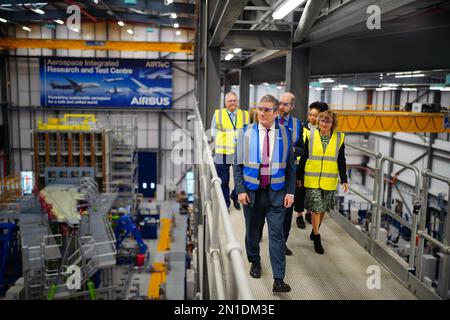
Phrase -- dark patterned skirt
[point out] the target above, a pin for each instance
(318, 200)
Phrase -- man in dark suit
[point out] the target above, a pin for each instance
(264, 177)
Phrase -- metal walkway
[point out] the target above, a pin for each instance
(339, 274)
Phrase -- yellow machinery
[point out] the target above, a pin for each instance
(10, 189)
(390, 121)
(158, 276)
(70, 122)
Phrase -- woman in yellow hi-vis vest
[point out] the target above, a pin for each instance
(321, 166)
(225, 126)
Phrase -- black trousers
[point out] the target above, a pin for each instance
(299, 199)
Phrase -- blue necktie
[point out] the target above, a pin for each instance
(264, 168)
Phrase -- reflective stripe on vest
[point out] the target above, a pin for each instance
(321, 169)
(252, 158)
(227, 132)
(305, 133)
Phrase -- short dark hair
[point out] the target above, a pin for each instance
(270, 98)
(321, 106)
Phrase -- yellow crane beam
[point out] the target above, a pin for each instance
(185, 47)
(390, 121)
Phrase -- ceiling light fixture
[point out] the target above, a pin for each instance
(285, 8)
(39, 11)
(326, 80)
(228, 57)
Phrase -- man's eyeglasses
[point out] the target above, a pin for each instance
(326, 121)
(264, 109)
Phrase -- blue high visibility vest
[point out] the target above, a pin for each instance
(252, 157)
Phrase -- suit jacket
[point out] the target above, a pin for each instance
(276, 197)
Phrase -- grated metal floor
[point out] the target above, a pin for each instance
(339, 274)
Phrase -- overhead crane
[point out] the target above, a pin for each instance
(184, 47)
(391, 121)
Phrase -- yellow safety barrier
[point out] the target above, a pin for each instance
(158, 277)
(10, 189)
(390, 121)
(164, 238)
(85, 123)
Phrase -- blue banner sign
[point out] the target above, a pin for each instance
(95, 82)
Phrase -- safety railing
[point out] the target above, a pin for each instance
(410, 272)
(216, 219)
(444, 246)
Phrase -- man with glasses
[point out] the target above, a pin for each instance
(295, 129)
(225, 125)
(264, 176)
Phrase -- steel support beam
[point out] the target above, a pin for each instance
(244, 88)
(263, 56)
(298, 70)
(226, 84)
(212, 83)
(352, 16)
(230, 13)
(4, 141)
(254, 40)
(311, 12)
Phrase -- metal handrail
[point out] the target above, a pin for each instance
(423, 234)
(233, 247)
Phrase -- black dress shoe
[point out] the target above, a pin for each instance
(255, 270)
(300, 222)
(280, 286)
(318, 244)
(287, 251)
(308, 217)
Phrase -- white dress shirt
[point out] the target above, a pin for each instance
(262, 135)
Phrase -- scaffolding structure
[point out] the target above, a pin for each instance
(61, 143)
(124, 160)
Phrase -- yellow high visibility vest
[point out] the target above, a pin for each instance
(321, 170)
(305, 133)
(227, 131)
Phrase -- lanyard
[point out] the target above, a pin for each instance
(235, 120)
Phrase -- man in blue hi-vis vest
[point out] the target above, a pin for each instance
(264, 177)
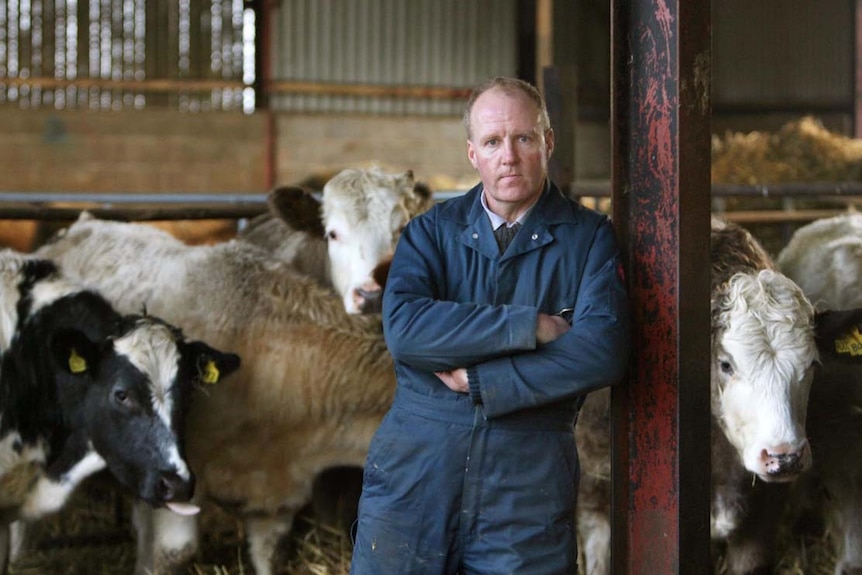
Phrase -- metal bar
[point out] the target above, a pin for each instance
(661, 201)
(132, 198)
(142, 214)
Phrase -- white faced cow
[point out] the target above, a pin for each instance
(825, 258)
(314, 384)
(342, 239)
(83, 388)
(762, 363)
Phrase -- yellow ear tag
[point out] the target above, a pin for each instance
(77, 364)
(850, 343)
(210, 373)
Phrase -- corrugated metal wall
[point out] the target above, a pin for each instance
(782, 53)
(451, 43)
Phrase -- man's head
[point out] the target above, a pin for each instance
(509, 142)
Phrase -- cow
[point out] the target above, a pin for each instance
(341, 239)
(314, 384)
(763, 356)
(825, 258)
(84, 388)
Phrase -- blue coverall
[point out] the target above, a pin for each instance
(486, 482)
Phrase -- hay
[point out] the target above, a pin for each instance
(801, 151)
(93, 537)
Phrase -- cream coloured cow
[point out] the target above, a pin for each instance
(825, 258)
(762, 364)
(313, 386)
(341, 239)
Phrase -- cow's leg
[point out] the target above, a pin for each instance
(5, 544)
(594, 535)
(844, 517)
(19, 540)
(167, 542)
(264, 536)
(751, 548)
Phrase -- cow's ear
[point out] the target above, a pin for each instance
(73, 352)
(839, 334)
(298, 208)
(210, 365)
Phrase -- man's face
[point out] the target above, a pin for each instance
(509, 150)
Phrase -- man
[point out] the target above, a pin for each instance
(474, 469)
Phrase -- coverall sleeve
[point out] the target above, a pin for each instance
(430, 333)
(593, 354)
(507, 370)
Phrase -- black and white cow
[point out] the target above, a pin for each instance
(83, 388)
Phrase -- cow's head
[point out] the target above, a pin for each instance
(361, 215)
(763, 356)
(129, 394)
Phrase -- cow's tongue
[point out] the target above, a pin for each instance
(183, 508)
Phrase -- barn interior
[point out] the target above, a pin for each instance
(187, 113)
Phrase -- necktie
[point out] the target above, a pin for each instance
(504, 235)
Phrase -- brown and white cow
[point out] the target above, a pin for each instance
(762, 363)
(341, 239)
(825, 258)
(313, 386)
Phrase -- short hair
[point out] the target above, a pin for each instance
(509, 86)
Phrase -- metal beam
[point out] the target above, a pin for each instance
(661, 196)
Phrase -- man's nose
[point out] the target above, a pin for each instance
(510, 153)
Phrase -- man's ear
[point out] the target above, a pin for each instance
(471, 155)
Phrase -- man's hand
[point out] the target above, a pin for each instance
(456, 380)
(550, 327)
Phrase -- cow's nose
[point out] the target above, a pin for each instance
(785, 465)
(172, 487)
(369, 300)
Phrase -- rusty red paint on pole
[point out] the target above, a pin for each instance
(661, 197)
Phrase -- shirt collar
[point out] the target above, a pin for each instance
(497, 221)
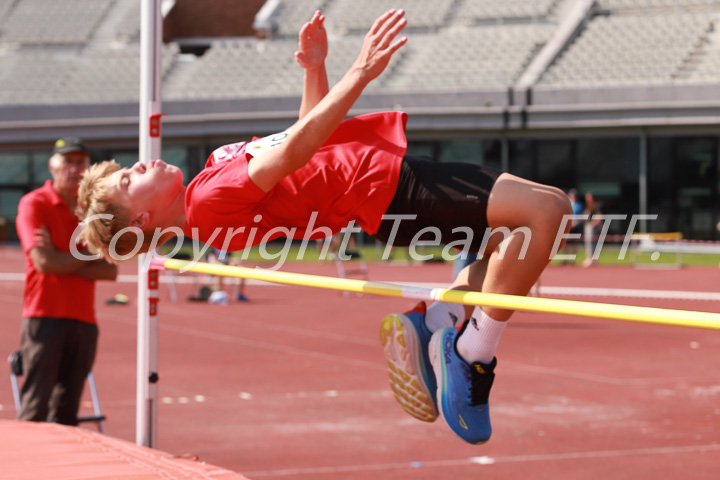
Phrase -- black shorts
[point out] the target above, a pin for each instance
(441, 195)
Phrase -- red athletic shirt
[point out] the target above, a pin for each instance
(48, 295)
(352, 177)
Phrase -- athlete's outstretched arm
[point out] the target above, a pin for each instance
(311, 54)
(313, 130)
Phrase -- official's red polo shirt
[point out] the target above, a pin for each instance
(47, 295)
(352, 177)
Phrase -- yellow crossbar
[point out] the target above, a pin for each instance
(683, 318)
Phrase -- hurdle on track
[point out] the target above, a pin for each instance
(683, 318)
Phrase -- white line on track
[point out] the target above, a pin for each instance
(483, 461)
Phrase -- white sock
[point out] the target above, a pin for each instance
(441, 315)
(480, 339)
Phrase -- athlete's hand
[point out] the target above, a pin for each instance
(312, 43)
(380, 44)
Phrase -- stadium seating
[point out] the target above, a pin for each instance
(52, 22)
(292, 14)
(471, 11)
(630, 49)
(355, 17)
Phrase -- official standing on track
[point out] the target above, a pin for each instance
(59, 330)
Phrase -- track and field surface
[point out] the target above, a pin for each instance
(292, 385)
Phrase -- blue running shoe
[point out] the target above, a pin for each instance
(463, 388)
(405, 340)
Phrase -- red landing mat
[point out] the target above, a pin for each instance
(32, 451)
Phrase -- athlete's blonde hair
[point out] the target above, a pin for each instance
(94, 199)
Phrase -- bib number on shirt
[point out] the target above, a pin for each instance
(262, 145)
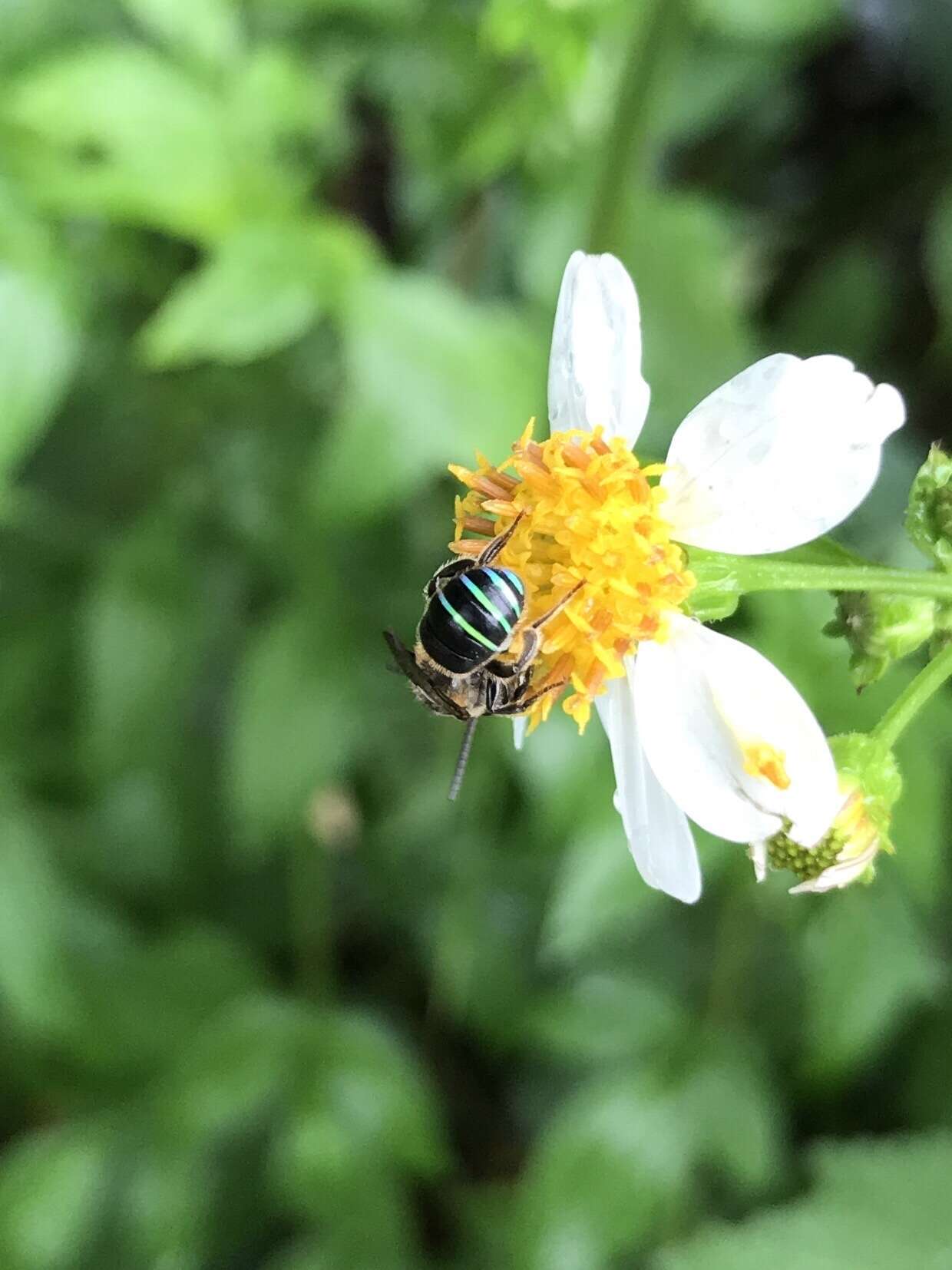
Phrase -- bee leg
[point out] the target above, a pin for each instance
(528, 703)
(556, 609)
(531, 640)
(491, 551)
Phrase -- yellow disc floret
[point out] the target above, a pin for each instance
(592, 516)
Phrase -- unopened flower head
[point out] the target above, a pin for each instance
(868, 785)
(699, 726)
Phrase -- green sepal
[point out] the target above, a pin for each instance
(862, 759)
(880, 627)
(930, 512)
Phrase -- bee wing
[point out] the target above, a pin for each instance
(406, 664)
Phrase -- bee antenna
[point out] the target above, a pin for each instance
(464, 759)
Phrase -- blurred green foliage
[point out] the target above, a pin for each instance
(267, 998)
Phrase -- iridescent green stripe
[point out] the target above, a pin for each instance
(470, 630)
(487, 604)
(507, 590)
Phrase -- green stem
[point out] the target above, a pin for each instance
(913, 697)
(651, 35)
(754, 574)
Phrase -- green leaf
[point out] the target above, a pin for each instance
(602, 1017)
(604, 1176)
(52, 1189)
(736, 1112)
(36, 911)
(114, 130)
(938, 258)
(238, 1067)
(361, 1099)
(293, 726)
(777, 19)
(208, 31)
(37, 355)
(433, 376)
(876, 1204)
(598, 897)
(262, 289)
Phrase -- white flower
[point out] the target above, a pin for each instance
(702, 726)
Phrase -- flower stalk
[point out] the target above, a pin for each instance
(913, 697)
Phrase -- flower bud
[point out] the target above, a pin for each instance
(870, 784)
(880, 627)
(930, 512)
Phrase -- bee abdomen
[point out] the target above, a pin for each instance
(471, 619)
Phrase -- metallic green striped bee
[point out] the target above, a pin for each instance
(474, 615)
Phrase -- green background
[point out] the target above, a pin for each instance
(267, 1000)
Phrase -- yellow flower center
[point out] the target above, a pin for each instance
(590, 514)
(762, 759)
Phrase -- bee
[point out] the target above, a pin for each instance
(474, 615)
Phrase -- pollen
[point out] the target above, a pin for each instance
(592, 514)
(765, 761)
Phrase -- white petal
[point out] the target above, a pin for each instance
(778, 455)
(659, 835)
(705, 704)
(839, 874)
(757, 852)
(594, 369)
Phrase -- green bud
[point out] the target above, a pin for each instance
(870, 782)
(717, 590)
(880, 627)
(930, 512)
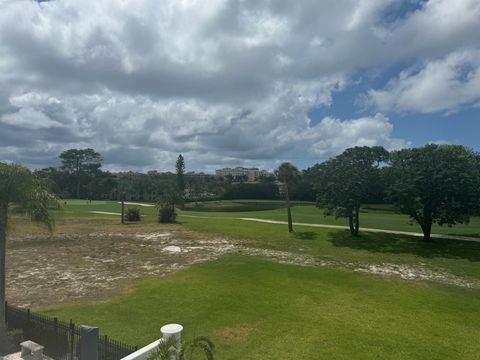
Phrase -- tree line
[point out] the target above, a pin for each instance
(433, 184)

WORK INSTRUCTION - Reproduce verbatim the opening line of the material and every line after it, up to and including the line with "Phrase -- yellow crane beam", but no pictures.

FINISHED EXERCISE -
Phrase -- dark patterned skirt
[point out] the target above, a pin for each instance
(318, 200)
Phrase -- man in dark suit
[point out] the target above, a pin for each instance
(264, 177)
Phrase -- metal walkway
[point out] the target above, a pin for each instance
(339, 274)
Phrase -- yellow machinery
[point out] the target above, a pin for each instance
(10, 189)
(390, 121)
(158, 276)
(70, 122)
Phrase -- woman in yellow hi-vis vest
[point out] the target above, a pin for each instance
(321, 166)
(225, 126)
Phrase -- black trousers
[point out] the target above, a pin for each instance
(299, 199)
Phrase -- blue necktie
[point out] the target above, a pin for each instance
(264, 168)
Phrase -- reflective stripe on vest
[point out] the target above, a pin for each instance
(321, 169)
(252, 158)
(227, 132)
(305, 133)
Phrase -- short dark hair
[point out] the target above, a pin for each instance
(270, 98)
(321, 106)
Phrase -- yellow crane beam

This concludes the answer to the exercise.